Resume the forum thread about squaring pen blanks with sandpaper on a lathe, picking up right after its last sentence.

Source document:

_ _ _

You'll need to move the sandpaper for each blank, the center will get worn out very quickly. (the same has been noted on the sandermills) You are only going to be using the very center 3/4s of an inch. whereas on a regular disc sander, you can mover the blank to use the entire surface without moving the paper.


Getting a lathe point to point isn't hard, but you are going to need the tailstock to perfectly perpendicular to the faceplate. This may not be nearly as easy to accomplish. As Daniel said, 1 degree off and it's a 2 degree effect on the blank.


----------



## Wheaties (Aug 14, 2009)

OK. HERE IT IS:

Tried it and I have to say it works VERY well. As Russianwolf mentioned, the sand paper wears out very fast and will need to be moved/replaced about every barrel. I had my lathe at 480 rpm and experienced no wobble. I did not turn the barrel I sanded, but it appears to be nearly perfect as far as squareness goes (as it should be). I think this would be a good finishing up way to square the blank as the sandpaper goes fast. I think I will use a disc sander free hand to get it close and this method to finish it off.


----------



## Daniel (Aug 14, 2009)

If I am picturing the two methods correctly. Ken is using the pen mill as a pen mill he has simply altered what the cutting edge is to sandpaper. the method by which the mill is then turned is not really an issue. the pilot of the mill is still directing the blank to an abrasive that is also mounted on the pilot.

_ _ _

Available data:
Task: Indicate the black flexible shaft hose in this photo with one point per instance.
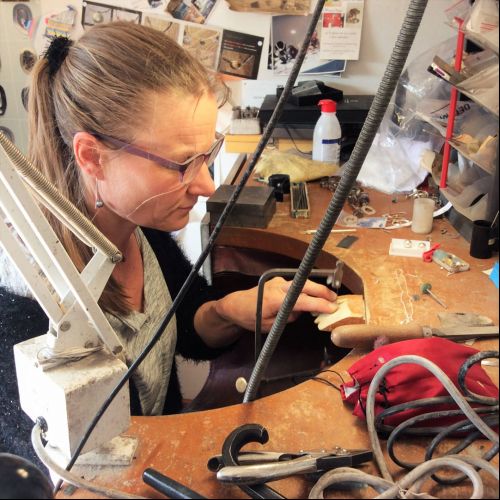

_ _ _

Result of the task:
in your case you are holding the blank with one instrument (tail stock) and the cutting surfaces (sandpapaer) with another instrument (headstock) the majority of the problems I see in your method are in assuring that these two instrumets are plumb level square and aligned to each other. Of course there is nothing wrong with shop equipment being tweaked to best possible condition. and at the very worst you might end up with nothing more than knowing your lathe is top dollar aligned.




Wheaties said:


> One more thought before I actually try it:
> 
> How is the physics of it any different than what Ken did?
> http://www.penturners.org/forum/showthread.php?t=50071


----------



## Daniel (Aug 14, 2009)

Another issue but still on this topic, One issue I have with the pen mill. Particularly the 6 blade cutter head. is being able to see when you are at the edge of the brass tube. I have heard that using sandpaper, and I assume sandpaper by any method, that you are able to hear when you have reached the brass. is this true? I remember reading it only once and have never heard it mentioned again.


----------



## ldb2000 (Aug 14, 2009)

Why not save yourself all the extra work and just face your blanks on the lathe with a skew .


----------



## KenV (Aug 15, 2009)

When you get to fine tolerances, there is a need to control the sources of variation -- have a tail stock and head stock and keeping them into tolerances will be a challenge - and as some have noted, that is not a production solution.  

Machinists do not use precision process to hog off waste -  and different precision is done on different gear -  

Butch and others use the lathe with a skew -- great technique, especially for removal of extra stock -- roughing down, and the skill of the skew operator will determine the final product.  Great production technique and well capable of achieving good results.

Piloted end mills and pen mills have great control of the angle from the center line and provide nice technique for hard homogenous materials - and are subject to chatter and tearing with not-so-homogenous-material like wood and mixed materials.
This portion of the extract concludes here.